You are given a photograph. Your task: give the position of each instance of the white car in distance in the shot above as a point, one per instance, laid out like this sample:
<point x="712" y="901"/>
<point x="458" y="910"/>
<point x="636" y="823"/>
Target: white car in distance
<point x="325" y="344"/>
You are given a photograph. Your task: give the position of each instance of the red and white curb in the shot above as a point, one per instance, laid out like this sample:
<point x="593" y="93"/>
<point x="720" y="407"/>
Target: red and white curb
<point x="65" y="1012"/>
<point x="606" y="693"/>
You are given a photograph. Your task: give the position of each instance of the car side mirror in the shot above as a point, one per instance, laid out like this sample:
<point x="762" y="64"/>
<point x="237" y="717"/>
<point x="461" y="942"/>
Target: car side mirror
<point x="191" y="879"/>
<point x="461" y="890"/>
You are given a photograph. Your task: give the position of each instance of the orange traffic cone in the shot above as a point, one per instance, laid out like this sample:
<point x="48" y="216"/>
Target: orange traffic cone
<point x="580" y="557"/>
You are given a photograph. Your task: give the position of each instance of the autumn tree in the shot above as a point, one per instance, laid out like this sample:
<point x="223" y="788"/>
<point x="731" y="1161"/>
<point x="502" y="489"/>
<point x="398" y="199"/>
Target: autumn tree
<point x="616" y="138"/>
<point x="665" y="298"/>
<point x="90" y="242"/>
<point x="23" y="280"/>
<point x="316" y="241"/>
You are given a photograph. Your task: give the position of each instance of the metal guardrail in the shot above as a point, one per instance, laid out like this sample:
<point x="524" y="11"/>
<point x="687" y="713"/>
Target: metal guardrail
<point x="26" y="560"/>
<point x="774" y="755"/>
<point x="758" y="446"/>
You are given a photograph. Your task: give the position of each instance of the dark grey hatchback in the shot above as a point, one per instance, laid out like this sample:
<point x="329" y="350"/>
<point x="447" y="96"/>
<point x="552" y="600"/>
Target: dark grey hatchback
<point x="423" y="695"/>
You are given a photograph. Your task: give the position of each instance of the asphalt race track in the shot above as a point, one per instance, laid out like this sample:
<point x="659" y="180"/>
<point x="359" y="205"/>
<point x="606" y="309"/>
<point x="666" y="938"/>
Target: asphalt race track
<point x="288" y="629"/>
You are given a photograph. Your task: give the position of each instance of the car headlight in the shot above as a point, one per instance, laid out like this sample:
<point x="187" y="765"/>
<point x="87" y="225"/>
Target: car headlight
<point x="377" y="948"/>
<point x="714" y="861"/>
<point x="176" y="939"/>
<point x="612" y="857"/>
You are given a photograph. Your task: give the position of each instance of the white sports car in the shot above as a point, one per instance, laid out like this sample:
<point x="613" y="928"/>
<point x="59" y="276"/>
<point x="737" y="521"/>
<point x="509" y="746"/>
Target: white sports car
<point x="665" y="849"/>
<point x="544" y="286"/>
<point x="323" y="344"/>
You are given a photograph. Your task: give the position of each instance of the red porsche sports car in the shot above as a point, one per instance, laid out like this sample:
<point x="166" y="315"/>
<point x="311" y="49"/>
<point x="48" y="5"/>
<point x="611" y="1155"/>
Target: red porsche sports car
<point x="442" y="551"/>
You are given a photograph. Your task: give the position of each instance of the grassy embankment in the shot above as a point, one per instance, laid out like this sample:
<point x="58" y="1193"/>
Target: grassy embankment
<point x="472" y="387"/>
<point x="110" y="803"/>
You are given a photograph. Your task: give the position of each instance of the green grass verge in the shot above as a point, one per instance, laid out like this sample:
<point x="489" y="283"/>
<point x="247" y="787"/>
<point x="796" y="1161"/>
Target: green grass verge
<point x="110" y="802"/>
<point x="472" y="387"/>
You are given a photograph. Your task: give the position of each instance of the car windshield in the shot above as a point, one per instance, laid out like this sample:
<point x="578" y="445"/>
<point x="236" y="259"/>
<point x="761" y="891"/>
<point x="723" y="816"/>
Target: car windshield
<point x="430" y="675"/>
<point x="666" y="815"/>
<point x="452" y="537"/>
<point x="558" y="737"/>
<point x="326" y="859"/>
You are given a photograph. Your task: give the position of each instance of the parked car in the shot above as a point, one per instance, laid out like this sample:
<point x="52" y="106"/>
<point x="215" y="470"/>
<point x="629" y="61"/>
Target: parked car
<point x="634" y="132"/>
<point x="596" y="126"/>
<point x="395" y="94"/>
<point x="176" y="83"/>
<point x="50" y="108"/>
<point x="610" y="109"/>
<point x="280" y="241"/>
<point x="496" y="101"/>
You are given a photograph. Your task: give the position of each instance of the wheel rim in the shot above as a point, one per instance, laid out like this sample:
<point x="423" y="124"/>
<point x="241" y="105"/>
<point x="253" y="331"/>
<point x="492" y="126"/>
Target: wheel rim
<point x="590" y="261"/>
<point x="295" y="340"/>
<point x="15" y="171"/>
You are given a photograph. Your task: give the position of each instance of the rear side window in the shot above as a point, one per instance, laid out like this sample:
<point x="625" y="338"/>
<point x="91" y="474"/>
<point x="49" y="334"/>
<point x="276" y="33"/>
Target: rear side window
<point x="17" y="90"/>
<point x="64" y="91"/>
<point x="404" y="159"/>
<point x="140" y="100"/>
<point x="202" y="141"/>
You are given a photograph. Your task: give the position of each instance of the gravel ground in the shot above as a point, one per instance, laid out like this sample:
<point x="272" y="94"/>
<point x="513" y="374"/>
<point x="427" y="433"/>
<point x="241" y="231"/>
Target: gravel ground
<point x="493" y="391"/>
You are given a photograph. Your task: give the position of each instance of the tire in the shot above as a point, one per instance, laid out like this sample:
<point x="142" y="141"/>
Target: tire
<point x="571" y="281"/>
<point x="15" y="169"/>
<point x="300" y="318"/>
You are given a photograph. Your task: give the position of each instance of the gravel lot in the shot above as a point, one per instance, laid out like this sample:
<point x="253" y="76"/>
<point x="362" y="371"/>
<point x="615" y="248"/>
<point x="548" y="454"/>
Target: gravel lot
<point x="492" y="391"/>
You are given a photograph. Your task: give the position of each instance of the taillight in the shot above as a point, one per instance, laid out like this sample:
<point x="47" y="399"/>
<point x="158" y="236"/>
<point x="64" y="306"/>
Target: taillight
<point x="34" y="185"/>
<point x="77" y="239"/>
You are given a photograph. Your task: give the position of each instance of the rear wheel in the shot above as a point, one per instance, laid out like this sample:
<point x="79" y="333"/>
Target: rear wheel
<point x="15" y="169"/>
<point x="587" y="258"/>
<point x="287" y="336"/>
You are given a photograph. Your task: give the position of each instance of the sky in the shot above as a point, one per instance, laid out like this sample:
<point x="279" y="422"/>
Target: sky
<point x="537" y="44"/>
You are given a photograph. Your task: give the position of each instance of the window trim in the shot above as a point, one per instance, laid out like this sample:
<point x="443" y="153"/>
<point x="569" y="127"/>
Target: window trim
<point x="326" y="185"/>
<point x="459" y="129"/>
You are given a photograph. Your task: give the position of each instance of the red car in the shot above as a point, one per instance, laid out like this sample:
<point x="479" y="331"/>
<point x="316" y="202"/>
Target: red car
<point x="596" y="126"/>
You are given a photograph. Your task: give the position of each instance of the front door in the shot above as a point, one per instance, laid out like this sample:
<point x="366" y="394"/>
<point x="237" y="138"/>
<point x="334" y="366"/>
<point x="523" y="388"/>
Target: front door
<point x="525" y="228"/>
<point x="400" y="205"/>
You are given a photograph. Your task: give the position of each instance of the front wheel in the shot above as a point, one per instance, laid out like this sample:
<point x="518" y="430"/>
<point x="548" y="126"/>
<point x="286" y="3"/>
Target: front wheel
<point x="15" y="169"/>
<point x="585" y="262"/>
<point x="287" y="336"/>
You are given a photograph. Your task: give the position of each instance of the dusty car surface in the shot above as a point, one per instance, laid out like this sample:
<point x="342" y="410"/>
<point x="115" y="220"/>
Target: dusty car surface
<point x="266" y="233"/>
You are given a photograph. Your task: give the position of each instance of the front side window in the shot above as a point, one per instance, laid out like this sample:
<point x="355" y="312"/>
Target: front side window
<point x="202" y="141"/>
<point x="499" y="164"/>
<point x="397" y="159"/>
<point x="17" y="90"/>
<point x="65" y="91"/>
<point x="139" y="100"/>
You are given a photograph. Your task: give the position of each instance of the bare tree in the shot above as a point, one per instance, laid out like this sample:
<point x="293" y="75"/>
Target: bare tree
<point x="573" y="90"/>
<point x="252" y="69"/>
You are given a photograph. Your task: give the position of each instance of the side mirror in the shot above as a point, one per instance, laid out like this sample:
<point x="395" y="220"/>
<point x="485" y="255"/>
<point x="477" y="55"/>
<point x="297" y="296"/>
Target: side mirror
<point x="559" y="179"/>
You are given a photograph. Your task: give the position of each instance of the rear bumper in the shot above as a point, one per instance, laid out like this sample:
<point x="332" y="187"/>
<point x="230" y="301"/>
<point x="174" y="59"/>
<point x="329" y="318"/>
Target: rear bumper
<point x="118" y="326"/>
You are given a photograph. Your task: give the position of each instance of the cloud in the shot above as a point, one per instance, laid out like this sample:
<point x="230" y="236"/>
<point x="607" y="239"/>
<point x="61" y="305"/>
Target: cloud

▶ _YOUR INSTRUCTIONS_
Set out exactly the run of lines that begins at the line holding "the rear bumper" and ends at the last line of the data.

▶ _REPLY_
You are given a photograph. Your task: give the position of each instance of the rear bumper in the shot above as a point, one per instance, laid out like this sample:
<point x="332" y="187"/>
<point x="230" y="301"/>
<point x="174" y="59"/>
<point x="329" y="318"/>
Target: rear bumper
<point x="118" y="326"/>
You are given a photograph. Your task: give the position of each instance of the cloud in the shot above as a point, one per instance, laid out like this sample:
<point x="230" y="236"/>
<point x="607" y="239"/>
<point x="61" y="305"/>
Target: cloud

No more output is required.